▸ Exercise directions
Please express the records as a numbered list, beginning with the first line and stopping after the line that contains "point(392, 249)". Leave out any blank lines.

▸ Record extracts
§

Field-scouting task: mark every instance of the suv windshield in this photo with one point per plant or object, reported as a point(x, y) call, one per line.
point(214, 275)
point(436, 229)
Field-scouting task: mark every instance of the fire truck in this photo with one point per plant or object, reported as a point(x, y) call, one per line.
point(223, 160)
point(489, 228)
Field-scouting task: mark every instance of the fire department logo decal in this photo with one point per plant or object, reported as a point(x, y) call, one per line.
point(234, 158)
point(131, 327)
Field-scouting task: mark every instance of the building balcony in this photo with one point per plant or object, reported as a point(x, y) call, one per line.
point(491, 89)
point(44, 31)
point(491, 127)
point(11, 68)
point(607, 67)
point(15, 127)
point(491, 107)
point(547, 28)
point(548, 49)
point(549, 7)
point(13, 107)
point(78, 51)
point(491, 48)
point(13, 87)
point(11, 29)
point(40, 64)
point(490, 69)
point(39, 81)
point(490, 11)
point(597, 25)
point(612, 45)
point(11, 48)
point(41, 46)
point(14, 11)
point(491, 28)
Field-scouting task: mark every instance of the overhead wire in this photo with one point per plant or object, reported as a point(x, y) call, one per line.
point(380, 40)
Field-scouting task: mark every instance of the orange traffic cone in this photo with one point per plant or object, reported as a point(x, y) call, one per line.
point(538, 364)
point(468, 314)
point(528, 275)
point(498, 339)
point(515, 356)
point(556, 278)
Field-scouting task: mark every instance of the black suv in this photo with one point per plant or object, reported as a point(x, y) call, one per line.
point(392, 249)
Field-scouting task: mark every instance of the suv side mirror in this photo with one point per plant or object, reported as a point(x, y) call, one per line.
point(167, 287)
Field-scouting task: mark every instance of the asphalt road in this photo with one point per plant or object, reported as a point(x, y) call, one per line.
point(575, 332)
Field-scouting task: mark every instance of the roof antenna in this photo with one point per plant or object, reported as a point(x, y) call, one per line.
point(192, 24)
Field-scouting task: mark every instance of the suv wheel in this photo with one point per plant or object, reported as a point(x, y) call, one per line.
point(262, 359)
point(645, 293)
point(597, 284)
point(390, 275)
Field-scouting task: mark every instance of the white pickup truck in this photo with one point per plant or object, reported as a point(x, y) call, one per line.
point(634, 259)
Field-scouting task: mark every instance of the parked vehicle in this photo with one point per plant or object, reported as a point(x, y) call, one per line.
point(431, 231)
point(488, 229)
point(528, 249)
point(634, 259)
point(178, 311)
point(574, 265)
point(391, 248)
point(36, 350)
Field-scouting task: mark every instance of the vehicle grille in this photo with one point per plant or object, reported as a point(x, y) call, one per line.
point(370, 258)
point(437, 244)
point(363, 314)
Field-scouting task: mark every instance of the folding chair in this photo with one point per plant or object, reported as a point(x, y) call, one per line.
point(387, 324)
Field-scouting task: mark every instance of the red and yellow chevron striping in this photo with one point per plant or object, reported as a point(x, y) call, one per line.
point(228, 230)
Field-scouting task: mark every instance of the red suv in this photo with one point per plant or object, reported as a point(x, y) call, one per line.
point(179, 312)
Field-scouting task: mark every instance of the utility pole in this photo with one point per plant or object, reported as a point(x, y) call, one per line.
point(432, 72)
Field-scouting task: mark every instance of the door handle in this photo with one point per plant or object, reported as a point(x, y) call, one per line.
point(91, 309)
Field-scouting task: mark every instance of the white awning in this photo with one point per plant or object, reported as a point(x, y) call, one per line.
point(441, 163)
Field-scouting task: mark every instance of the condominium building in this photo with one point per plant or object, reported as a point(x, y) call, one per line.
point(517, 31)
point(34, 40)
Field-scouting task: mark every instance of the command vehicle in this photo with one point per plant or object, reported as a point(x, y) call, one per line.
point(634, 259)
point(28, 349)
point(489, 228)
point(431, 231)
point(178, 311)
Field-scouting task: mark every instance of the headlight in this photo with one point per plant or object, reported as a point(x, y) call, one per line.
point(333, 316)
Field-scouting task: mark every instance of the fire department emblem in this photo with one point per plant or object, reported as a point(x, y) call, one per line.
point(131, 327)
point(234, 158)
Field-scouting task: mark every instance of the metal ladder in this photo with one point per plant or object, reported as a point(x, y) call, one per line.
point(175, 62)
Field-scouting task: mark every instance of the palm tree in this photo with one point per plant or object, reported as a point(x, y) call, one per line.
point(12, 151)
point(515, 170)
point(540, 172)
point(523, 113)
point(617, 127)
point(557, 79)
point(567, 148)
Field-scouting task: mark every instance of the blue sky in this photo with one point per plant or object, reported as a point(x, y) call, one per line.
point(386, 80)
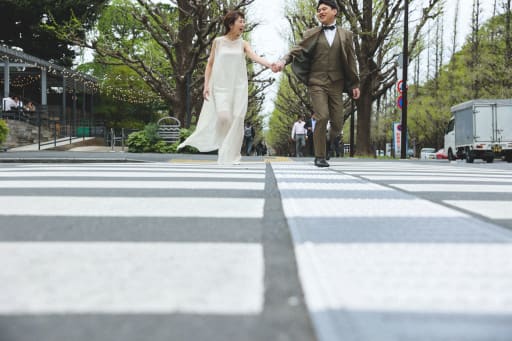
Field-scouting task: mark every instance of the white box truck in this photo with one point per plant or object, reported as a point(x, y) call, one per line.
point(480, 129)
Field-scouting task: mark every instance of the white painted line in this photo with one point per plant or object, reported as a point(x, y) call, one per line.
point(120, 169)
point(432, 174)
point(366, 208)
point(306, 176)
point(131, 207)
point(332, 186)
point(131, 278)
point(117, 174)
point(489, 209)
point(420, 278)
point(452, 178)
point(222, 185)
point(454, 188)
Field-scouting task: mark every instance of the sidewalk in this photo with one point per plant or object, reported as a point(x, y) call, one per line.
point(50, 144)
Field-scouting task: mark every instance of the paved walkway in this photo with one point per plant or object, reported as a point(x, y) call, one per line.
point(385, 250)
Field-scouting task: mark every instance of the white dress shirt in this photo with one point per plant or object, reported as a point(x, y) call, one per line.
point(298, 129)
point(329, 34)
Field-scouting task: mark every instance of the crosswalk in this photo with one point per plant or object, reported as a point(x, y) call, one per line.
point(452, 184)
point(381, 261)
point(196, 251)
point(105, 249)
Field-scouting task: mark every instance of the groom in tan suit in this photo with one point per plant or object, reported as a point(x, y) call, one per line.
point(325, 61)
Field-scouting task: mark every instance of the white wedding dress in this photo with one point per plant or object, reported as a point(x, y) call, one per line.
point(221, 121)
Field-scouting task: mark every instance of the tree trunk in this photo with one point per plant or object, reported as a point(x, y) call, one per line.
point(364, 110)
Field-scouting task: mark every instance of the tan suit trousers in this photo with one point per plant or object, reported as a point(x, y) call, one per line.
point(327, 101)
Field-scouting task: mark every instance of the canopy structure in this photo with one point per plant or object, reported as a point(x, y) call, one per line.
point(52, 78)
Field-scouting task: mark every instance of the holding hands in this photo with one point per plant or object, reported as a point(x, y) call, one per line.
point(277, 66)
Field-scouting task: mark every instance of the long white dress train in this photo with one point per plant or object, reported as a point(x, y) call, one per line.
point(221, 121)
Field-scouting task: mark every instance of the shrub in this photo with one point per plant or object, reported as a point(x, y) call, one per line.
point(4, 131)
point(148, 141)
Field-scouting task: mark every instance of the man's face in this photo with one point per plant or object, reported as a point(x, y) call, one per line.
point(326, 15)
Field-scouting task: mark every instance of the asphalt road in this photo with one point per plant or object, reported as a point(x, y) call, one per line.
point(162, 248)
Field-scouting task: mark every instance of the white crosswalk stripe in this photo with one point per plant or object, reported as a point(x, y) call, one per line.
point(45, 277)
point(452, 179)
point(378, 261)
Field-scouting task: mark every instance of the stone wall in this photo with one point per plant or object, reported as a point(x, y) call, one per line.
point(23, 133)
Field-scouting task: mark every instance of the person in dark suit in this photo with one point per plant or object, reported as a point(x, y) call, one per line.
point(310, 127)
point(325, 61)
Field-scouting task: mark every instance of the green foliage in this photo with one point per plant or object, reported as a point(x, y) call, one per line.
point(4, 131)
point(138, 142)
point(460, 81)
point(148, 141)
point(20, 25)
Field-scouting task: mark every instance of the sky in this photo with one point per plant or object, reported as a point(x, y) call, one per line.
point(269, 38)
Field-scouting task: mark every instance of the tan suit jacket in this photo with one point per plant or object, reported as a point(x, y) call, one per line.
point(300, 57)
point(326, 98)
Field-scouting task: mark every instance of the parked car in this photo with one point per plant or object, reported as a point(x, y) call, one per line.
point(427, 153)
point(441, 154)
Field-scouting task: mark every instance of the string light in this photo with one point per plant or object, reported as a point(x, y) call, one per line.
point(134, 95)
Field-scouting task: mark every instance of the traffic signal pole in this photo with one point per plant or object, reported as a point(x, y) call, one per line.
point(403, 141)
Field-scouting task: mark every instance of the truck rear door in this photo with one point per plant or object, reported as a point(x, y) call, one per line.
point(483, 123)
point(504, 123)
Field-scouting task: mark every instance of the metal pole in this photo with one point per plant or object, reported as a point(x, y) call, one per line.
point(112, 138)
point(38, 129)
point(84, 97)
point(352, 130)
point(403, 142)
point(74, 130)
point(63, 117)
point(189, 118)
point(122, 139)
point(6, 77)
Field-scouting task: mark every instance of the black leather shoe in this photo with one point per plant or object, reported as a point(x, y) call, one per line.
point(320, 162)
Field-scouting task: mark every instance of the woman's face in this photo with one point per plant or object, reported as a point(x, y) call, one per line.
point(326, 15)
point(238, 26)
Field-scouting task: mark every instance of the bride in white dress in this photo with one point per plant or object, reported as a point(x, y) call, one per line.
point(221, 121)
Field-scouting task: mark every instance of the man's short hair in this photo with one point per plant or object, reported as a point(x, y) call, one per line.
point(329, 3)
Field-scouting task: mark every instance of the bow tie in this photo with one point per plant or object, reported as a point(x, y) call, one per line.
point(332, 27)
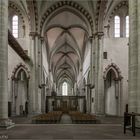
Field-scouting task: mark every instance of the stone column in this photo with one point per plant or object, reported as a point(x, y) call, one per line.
point(134, 53)
point(99, 93)
point(34, 80)
point(92, 72)
point(4, 121)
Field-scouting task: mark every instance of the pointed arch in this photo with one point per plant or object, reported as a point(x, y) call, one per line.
point(18, 68)
point(115, 69)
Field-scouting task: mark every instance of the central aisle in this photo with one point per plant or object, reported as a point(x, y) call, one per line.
point(65, 119)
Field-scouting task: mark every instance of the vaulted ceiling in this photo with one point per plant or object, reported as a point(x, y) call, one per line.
point(66, 37)
point(66, 30)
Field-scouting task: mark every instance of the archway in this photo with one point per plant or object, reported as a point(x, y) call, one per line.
point(112, 91)
point(20, 95)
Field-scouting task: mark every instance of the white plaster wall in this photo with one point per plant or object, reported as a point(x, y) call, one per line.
point(117, 52)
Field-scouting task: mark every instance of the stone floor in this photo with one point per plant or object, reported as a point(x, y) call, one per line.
point(65, 119)
point(111, 128)
point(68, 132)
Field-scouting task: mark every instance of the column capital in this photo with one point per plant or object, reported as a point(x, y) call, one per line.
point(34, 34)
point(98, 35)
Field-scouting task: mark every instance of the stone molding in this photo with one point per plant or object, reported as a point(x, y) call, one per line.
point(16, 70)
point(116, 69)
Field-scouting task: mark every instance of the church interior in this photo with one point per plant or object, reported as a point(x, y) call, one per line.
point(71, 67)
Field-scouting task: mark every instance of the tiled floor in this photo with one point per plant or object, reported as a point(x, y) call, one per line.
point(68, 132)
point(111, 128)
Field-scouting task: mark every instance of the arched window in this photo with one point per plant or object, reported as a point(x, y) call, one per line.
point(65, 89)
point(127, 26)
point(15, 26)
point(117, 26)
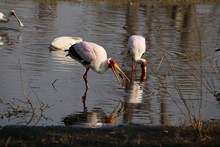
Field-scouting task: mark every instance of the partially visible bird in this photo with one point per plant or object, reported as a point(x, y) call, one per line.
point(137, 47)
point(63, 42)
point(94, 56)
point(6, 18)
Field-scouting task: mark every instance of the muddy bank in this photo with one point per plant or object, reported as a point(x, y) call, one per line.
point(112, 136)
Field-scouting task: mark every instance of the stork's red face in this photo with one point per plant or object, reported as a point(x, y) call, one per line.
point(113, 65)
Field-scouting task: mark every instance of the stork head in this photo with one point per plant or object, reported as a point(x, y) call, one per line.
point(14, 14)
point(144, 70)
point(114, 66)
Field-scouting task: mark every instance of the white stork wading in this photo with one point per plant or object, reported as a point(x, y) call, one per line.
point(6, 18)
point(94, 56)
point(137, 47)
point(63, 42)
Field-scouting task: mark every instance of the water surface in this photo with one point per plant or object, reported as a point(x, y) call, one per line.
point(183, 68)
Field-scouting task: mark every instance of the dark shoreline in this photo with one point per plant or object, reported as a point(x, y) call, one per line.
point(112, 136)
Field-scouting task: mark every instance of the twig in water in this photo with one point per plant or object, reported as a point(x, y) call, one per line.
point(53, 84)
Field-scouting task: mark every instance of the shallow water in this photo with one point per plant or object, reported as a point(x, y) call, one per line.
point(183, 64)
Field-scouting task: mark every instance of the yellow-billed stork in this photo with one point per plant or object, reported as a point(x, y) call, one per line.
point(94, 56)
point(6, 18)
point(137, 47)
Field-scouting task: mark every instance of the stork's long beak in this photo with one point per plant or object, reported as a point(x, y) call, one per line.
point(144, 71)
point(19, 21)
point(116, 67)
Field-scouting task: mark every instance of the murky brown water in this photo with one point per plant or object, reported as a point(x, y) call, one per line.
point(183, 65)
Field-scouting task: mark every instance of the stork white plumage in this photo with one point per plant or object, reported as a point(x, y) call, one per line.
point(94, 56)
point(64, 42)
point(137, 47)
point(6, 18)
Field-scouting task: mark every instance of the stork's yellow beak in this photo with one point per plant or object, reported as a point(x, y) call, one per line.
point(144, 71)
point(116, 67)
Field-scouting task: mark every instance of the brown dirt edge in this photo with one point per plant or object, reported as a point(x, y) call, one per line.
point(110, 136)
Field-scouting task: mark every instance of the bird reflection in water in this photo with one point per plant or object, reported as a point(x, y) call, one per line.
point(135, 88)
point(94, 118)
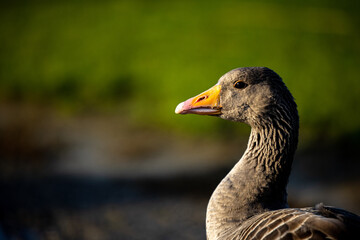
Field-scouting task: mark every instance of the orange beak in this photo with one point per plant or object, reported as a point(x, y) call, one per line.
point(206, 103)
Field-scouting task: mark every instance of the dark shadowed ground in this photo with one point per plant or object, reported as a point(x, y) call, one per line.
point(99, 177)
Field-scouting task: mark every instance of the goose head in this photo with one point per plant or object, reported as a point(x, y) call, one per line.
point(252, 95)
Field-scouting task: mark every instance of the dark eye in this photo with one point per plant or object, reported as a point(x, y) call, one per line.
point(240, 85)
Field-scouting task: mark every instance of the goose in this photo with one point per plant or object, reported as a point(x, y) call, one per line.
point(251, 201)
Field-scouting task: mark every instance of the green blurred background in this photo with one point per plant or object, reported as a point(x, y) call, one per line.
point(93, 74)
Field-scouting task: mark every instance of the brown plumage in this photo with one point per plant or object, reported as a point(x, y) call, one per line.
point(251, 201)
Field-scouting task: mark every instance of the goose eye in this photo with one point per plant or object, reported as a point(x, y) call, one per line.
point(240, 85)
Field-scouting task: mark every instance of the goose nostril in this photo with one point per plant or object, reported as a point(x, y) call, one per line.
point(201, 98)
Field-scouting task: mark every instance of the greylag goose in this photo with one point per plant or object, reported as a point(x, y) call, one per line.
point(251, 201)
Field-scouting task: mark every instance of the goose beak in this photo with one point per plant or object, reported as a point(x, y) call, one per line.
point(206, 103)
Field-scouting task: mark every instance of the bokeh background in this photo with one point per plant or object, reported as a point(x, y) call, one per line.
point(90, 147)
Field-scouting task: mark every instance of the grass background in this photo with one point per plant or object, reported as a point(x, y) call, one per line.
point(141, 58)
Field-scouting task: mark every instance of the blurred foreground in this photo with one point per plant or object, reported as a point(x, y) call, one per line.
point(96, 176)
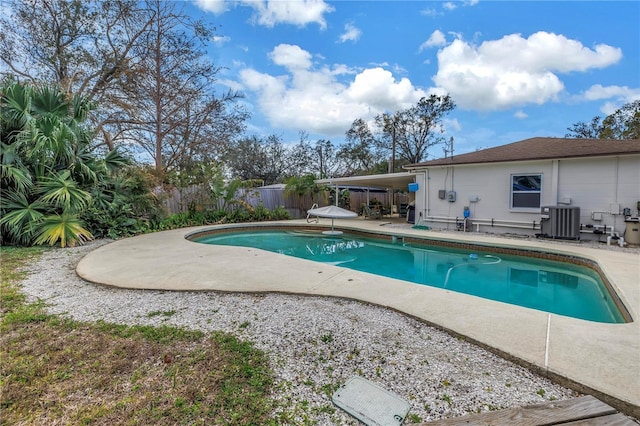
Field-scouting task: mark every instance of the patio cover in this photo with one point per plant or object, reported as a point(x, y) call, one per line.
point(388, 180)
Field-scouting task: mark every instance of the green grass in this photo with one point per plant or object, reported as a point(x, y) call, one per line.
point(58, 371)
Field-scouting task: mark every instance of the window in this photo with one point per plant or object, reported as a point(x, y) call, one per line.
point(525, 191)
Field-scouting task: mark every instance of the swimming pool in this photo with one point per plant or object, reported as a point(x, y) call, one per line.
point(552, 286)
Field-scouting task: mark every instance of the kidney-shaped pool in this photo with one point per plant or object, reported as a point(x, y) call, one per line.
point(548, 285)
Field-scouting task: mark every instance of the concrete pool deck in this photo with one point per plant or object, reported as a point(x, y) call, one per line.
point(597, 358)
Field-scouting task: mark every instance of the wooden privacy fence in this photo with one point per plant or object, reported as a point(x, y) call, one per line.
point(200, 197)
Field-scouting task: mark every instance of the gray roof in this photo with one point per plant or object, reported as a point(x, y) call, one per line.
point(540, 149)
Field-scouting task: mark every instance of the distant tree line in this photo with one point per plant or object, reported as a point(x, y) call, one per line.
point(624, 123)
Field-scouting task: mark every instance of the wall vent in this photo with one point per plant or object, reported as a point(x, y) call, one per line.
point(561, 222)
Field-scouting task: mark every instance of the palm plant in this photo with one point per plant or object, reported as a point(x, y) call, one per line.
point(44, 146)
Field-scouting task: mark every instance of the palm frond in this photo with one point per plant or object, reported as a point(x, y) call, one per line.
point(62, 191)
point(20, 217)
point(65, 228)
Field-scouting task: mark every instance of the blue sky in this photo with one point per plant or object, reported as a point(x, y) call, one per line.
point(515, 69)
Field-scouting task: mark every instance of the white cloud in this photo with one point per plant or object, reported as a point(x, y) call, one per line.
point(272, 12)
point(291, 57)
point(597, 92)
point(215, 6)
point(220, 39)
point(295, 12)
point(316, 100)
point(513, 70)
point(429, 12)
point(351, 33)
point(436, 39)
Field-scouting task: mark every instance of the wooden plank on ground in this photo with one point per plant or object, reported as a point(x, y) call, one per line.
point(612, 420)
point(550, 413)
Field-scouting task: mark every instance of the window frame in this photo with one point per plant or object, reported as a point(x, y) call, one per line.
point(527, 209)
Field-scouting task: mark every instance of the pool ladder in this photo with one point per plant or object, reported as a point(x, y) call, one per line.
point(314, 206)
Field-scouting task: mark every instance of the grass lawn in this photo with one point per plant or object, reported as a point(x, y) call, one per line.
point(57, 371)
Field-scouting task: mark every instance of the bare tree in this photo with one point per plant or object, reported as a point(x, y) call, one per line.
point(360, 153)
point(83, 47)
point(624, 123)
point(142, 62)
point(413, 131)
point(175, 112)
point(582, 130)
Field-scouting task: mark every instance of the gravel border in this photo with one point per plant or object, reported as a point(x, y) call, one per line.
point(314, 343)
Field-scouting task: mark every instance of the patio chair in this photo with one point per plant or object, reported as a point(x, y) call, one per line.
point(374, 213)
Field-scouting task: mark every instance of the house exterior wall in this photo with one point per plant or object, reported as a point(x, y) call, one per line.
point(593, 184)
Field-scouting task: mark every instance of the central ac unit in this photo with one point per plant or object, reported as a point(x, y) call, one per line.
point(560, 222)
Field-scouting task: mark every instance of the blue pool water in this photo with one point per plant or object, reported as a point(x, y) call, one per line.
point(551, 286)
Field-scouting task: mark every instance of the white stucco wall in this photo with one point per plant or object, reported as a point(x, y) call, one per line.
point(593, 184)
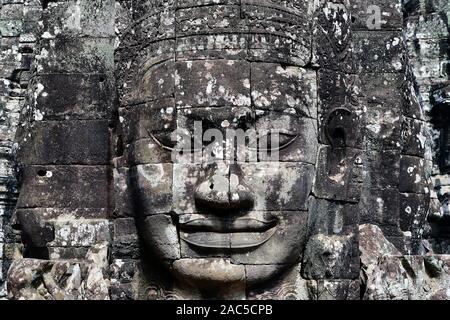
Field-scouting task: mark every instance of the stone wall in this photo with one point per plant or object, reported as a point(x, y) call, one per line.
point(72, 204)
point(427, 35)
point(19, 26)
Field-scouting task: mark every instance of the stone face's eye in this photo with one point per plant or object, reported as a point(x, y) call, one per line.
point(275, 140)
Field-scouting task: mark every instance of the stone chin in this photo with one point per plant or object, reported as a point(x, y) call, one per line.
point(206, 273)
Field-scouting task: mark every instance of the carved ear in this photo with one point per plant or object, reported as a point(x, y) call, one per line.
point(339, 124)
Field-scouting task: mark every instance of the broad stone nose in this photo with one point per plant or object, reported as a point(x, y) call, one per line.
point(223, 190)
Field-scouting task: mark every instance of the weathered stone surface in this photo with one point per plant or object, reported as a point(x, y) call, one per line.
point(331, 257)
point(380, 52)
point(164, 240)
point(339, 174)
point(41, 187)
point(336, 290)
point(73, 96)
point(284, 247)
point(66, 142)
point(213, 83)
point(30, 279)
point(409, 278)
point(96, 89)
point(289, 287)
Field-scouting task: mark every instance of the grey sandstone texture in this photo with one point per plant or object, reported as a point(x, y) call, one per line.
point(93, 205)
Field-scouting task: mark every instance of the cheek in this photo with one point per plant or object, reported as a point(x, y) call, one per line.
point(152, 188)
point(279, 186)
point(161, 236)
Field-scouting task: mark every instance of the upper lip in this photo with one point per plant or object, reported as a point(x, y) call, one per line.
point(227, 225)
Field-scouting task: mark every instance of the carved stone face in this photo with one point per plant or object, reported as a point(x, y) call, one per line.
point(252, 212)
point(218, 221)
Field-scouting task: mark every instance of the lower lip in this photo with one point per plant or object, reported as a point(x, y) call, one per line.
point(231, 241)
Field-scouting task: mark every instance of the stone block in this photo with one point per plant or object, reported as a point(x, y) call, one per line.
point(65, 187)
point(66, 142)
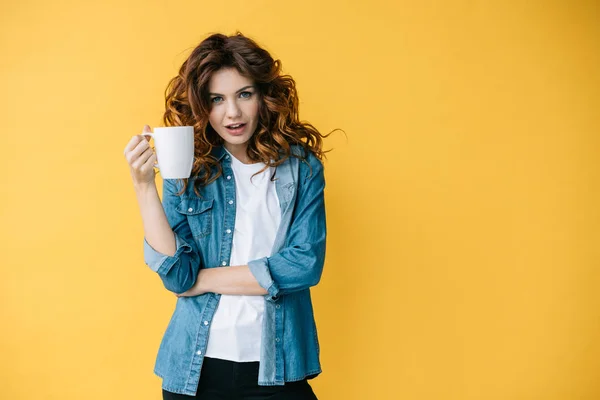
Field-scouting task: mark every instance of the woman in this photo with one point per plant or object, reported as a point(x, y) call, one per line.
point(243, 239)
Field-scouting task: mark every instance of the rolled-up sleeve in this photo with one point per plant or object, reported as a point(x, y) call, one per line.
point(179, 271)
point(299, 265)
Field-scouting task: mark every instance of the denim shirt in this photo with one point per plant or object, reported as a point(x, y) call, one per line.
point(203, 229)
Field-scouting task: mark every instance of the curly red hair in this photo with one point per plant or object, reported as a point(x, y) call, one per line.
point(187, 103)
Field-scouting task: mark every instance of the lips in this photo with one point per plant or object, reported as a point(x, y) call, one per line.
point(235, 129)
point(234, 126)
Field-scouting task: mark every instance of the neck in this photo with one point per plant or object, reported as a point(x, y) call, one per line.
point(239, 152)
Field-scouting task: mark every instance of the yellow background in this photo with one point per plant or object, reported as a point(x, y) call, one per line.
point(463, 216)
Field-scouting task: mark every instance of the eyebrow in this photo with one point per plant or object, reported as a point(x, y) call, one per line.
point(239, 90)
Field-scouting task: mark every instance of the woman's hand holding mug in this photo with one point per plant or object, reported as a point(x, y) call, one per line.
point(141, 159)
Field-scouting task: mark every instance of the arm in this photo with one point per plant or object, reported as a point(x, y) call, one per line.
point(299, 264)
point(169, 247)
point(235, 280)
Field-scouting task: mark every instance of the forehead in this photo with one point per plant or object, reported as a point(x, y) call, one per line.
point(227, 81)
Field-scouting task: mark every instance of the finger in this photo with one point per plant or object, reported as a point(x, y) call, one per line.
point(141, 160)
point(146, 129)
point(150, 162)
point(132, 143)
point(138, 150)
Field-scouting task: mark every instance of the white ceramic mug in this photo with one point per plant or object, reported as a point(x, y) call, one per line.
point(174, 147)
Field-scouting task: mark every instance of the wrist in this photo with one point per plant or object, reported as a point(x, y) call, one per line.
point(142, 189)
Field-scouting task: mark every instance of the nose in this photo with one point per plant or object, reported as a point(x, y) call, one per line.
point(233, 109)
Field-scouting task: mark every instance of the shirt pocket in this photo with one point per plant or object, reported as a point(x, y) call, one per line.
point(199, 215)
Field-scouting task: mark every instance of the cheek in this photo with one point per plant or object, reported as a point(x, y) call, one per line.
point(214, 118)
point(252, 110)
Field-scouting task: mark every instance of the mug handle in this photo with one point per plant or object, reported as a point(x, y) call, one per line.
point(152, 136)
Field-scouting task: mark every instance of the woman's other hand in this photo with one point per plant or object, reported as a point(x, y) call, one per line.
point(141, 159)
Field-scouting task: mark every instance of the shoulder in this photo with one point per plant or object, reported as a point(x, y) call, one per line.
point(309, 165)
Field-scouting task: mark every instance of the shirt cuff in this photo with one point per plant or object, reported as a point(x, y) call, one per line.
point(260, 270)
point(162, 263)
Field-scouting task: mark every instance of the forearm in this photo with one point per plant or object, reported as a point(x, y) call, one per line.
point(235, 280)
point(157, 231)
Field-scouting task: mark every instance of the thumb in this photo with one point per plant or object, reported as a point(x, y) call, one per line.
point(146, 129)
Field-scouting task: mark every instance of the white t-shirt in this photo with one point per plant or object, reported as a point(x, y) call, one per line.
point(235, 332)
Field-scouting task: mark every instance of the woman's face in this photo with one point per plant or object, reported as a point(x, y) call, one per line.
point(234, 109)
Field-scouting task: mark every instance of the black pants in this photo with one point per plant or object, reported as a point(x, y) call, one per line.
point(229, 380)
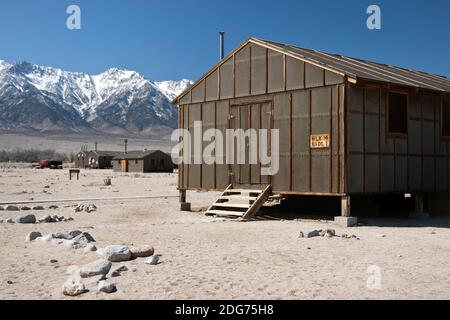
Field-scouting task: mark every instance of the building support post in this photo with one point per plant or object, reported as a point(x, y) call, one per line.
point(184, 206)
point(419, 212)
point(346, 220)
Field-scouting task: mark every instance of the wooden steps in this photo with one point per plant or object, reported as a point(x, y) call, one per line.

§

▸ Exercise answer
1. Field-scouting task: mark every instance of the suv windshield in this photo with one point per plant or object, reported as a point(x, y) call, one per line.
2. point(214, 275)
3. point(436, 229)
4. Field-scouting task: mark every instance of the fire truck in this photo with one point per plant or object, reported as a point(x, y) call, one per line.
5. point(223, 160)
6. point(489, 228)
7. Field-scouting task: mark every instance of the fire department logo decal in this photo with one point per plant or object, reported as a point(x, y) call, one per line.
8. point(234, 158)
9. point(131, 327)
10. Field-scouting task: mark every instance of the building balcony in this photo with one point per plant or object, reported as a point(x, y) call, one per line.
11. point(491, 89)
12. point(44, 31)
13. point(491, 127)
14. point(11, 68)
15. point(607, 67)
16. point(15, 127)
17. point(491, 107)
18. point(547, 28)
19. point(548, 49)
20. point(549, 7)
21. point(13, 107)
22. point(78, 51)
23. point(491, 48)
24. point(13, 87)
25. point(11, 29)
26. point(40, 64)
27. point(490, 69)
28. point(39, 81)
29. point(490, 11)
30. point(597, 25)
31. point(612, 45)
32. point(11, 48)
33. point(41, 46)
34. point(14, 11)
35. point(491, 28)
36. Field-scouting task: mark every instance of the overhead wire in this photo with one point per plant or object, reported as a point(x, y) call, one per line.
37. point(380, 40)
38. Field-scouting task: mark every instance of the orange traffic cone in this photo with one point per plant or object, reported as a point(x, y) call, one per line.
39. point(538, 364)
40. point(468, 314)
41. point(528, 275)
42. point(498, 339)
43. point(515, 356)
44. point(556, 278)
45. Field-scouting task: mark every instance of the black suv in this photo with one point per plant or object, reported as a point(x, y) call, one per line.
46. point(392, 249)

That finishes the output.